Give every line of the material again, exactly as written.
═════ Data in this exercise ═════
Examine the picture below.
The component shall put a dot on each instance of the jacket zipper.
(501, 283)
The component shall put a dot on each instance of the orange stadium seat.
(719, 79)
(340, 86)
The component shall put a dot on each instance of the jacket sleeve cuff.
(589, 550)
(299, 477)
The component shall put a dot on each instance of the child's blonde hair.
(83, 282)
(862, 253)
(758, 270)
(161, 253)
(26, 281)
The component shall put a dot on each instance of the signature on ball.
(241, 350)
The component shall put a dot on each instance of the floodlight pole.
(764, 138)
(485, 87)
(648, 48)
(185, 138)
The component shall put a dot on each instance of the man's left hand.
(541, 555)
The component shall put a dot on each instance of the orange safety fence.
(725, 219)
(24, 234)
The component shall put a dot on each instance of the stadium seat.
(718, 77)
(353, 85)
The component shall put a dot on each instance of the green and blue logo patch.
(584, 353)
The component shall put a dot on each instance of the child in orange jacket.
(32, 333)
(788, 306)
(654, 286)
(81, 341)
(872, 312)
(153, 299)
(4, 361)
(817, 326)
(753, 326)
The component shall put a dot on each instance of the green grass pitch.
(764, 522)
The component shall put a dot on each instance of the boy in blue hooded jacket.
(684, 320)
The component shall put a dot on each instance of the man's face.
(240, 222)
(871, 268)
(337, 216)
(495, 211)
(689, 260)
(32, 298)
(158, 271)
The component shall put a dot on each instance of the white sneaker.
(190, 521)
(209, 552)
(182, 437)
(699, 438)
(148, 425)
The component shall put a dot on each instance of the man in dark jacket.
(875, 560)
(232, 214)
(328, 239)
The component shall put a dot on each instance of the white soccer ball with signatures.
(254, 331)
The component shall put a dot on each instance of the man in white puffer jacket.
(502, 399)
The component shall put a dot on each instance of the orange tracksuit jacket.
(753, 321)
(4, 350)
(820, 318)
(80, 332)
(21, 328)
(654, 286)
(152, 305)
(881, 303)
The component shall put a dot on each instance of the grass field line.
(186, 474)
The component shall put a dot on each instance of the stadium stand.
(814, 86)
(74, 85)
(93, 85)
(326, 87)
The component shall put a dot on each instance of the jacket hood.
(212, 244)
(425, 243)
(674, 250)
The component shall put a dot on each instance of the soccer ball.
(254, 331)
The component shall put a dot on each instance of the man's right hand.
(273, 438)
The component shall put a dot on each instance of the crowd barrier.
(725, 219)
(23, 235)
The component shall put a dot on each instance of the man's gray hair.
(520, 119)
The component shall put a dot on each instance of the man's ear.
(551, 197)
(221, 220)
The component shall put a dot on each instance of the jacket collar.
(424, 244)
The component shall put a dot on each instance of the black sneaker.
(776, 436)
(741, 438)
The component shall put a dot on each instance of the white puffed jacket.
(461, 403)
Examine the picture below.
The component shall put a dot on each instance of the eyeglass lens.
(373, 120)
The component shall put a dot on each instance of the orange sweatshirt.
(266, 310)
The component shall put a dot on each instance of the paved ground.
═════
▸ Result of this task
Examine the picture below.
The component shall put a dot on each instance of the jacket zipper.
(501, 283)
The component shall put a dot on each instance of the orange stadium seat.
(719, 79)
(340, 86)
The component shall put a dot on each instance of the jacket sleeve cuff.
(589, 550)
(299, 477)
The component shall put a dot on each instance of the child's blonde hair.
(83, 282)
(862, 253)
(758, 270)
(161, 253)
(26, 281)
The component shall put a dot on each instance of the signature on ball.
(241, 350)
The component shall put a dot on each instance of the floodlight pole.
(764, 138)
(485, 87)
(648, 48)
(185, 138)
The component shall put a dot on each instance of the man's left hand.
(541, 555)
The component shall put a dot on each instance of the orange safety fence.
(725, 219)
(24, 234)
The component shall put a dot on each instance of the stadium seat.
(718, 77)
(353, 85)
The component shall put a dot on each instance of the green and blue logo patch.
(584, 353)
The component shall put a dot on each instance of the child in orange jacket.
(32, 333)
(788, 306)
(654, 286)
(81, 341)
(872, 312)
(153, 299)
(4, 361)
(817, 326)
(753, 326)
The component shall put a dot on each instance of the green grass pitch.
(764, 522)
The component shall put a dot on each instance of the boy in blue hooded jacket.
(684, 320)
The component shall put a dot on each instance of the man's face.
(240, 222)
(871, 268)
(337, 216)
(495, 211)
(689, 260)
(32, 298)
(158, 271)
The component shall put a dot on each instance of the white sneaker.
(190, 521)
(209, 552)
(182, 437)
(699, 438)
(148, 425)
The component shall put a dot on each instance of the man in dark jacket.
(875, 560)
(232, 214)
(328, 239)
The component shall put a dot on each instance of the white soccer ball with signatures.
(254, 331)
The component shall put a dot on each instance of the man in white puffer jacket.
(502, 399)
The component shall put a dot on each instance of the orange tracksuit jacket.
(753, 321)
(4, 350)
(820, 318)
(80, 332)
(21, 328)
(654, 286)
(152, 305)
(881, 303)
The component shall put a dot on each instance of the grass field line.
(186, 474)
The component shall put a dot on each instance of the stadium stand.
(814, 86)
(74, 85)
(93, 85)
(326, 87)
The component shall put a dot on each instance of the jacket hood.
(212, 244)
(425, 243)
(674, 250)
The component shall put a dot on each instance of the soccer ball.
(254, 331)
The component shall put a dot on each instance of the man's right hand.
(273, 438)
The component shall put a dot on each instance of the crowd barrier.
(725, 219)
(23, 235)
The component shall put a dot on each instance of the man's gray hair.
(520, 119)
The component shall put a dot on each instance of the man's ear.
(551, 197)
(221, 220)
The component shall put a dot on each instance of the jacket collar.
(424, 244)
The component shall put a dot on each instance of the black sneaker.
(776, 436)
(741, 438)
The component shall put a dot on each instance of the white puffed jacket.
(461, 403)
Examine the picture below.
The component shall put a dot on each instance of the eyeglass lens.
(373, 120)
The component shall put a dot on each instance of the orange sweatshirt.
(266, 310)
The component shall put a dot on each instance of the paved ground.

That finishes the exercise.